#### Passage provided:
The text touched on both progress and challenges in the fields of security, peace and reconciliation, democracy, rule of law, human rights and good governance, along with other critical areas. Among other things, the Assembly reiterated its serious concern about Afghanistan’s security situation, stressing the need to address region-based violent extremists and other illegal armed groups, including those involved in the narcotics trade.
Speakers throughout the ensuing debate underscored their commitment to an Afghan-owned, Afghan-led peace process and vowed to bolster the country’s security and development. Many pointed to the $15.2 billion raised at the recent Brussels Conference on Afghanistan as a strong demonstration of the international community’s continued support, while others welcomed commitments that had been made in July at the North Atlantic Treaty Organization (NATO) summit, where members had agreed to extend their commitment to Afghanistan until 2020.
Afghanistan’s representative recalled that, seven decades ago, his country’s flag had been raised at the General Assembly for the first time. Today, he said stood before the Assembly on behalf of a great nation whose stories of resilience and accomplishment against all odds could serve as a source of hope and inspiration. Noting that the Brussels conference had marked a milestone and revitalized Afghanistan’s partnership with the international community, he nevertheless spotlighted a number of challenges, including a “thinly disguised declared war” by a neighbouring State that had used the Taliban and other groups to orchestrate attacks and stoke the flames of disunity.
Australia’s delegate urged all parties, including the Taliban, to seek further progress towards peace in 2017. As insecurity and conflict continued to pervade every aspect of life and governance, securing public trust depended on law and order and effective policing. The Afghan National Defence and Security Forces had fought bravely and resolutely, but the insurgency remained defiant. Noting the important role of the United Nations Assistance Mission in Afghanistan (UNAMA), he nevertheless expressed concern that civilians continued to bear the brunt of war, stressing that “ordinary Afghans deserve better”.
Pakistan’s speaker, noting that large numbers of terrorists, foreign terrorist fighters and militant groups posed a threat to Afghanistan and the entire region, underscored the need to counter threats from Al-Qaida, Islamic State of Iraq and the Levant (ISIL/Da’esh) and other groups. Afghanistan’s reconciliation was being frustrated by local and regional interests that were marginal to the global campaign against terrorist organizations, she said, stressing that “Afghanistan could once again become a source of global terrorism, with grave implications for the region and the world”.
Echoing those sentiments, the Russian Federation’s representative expressed concern over the broad use of the term “violent extremism”, including in the Assembly’s resolution, as it did not accurately reflect the situation on the ground. “We can only call these scourges what they are: terrorism,” he said. Among other things, the Russian Federation supported efforts towards Afghanistan’s national reconciliation and would consider supporting the relaxation of sanctions that had been imposed under the Security Council Committee established pursuant to resolution 1988 (2011).

#### Data lines:
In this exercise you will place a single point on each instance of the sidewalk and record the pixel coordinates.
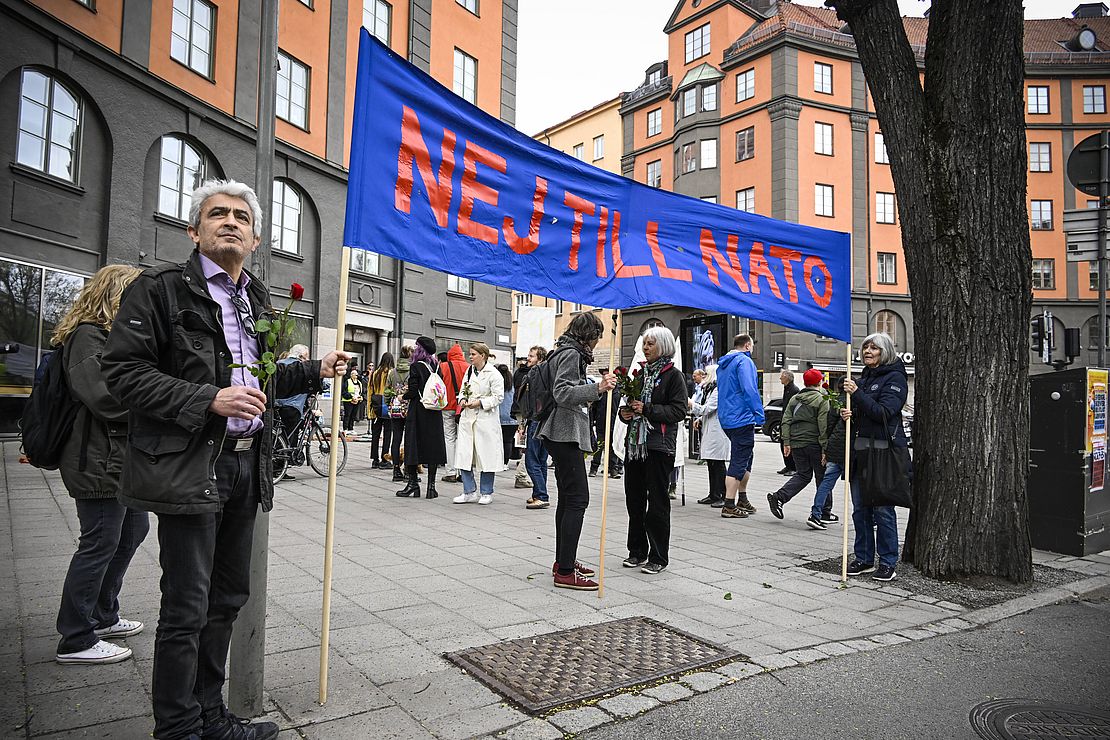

#### What to work on:
1. List the countries whose representatives are reported speaking in the report on the General Assembly's Afghanistan debate.
2. Rewrite the paragraph beginning "Australia's delegate urged all parties" from the report on the General Assembly's Afghanistan debate as a bulleted list that keeps its main facts.
3. Continue the report on the General Assembly's Afghanistan debate from its final sentence.

#### Task-by-task results:
1. Afghanistan, Australia, Pakistan, the Russian Federation

2.
- Urged all parties, including the Taliban, to seek further progress towards peace in 2017.
- Said that, with insecurity and conflict pervading every aspect of life and governance, public trust depended on law and order and effective policing.
- Said the Afghan National Defence and Security Forces had fought bravely and resolutely, but the insurgency remained defiant.
- Noted the important role of the United Nations Assistance Mission in Afghanistan (UNAMA), but expressed concern that civilians continued to bear the brunt of war, stressing that "ordinary Afghans deserve better."

3.
The delegate from the United States, stressing that stability was critical to peace and security in Central Asia, welcomed development initiatives aimed at advancing regional cooperation. Expressing her country’s willingness to work with the Government and people of Afghanistan in the years to come, she joined other speakers in emphasizing that the only way to end the conflict and establish conditions for stability was through a peace and reconciliation process between the Taliban and the Government.
On that point, however, a number of delegates disagreed, with Iran’s representative condemning any cooperation with the Taliban and other terrorist groups. Calling on the international community to continue to support the Government of Afghanistan in its efforts to combat terrorism, he went on to describe hundreds of projects Iran had supported in Afghanistan, ranging from infrastructure to training and capacity building in human resources.
Also before the Assembly was a report of the Secretary-General, titled “The situation in Afghanistan and its implications for international peace and security” (document A/71/616-S/2016/768).
Delivering statements were the representatives of Tajikistan, China, Maldives, New Zealand, Turkey, Japan, Canada, Slovakia, India, Spain, Belgium, Lithuania, Georgia, Italy, Egypt, Bangladesh, Kazakhstan, Azerbaijan and Bulgaria, as well as the European Union.
The General Assembly will reconvene at 10 a.m. Monday, 21 November, to take up its agenda item on cooperation between the United Nations and regional and other organizations.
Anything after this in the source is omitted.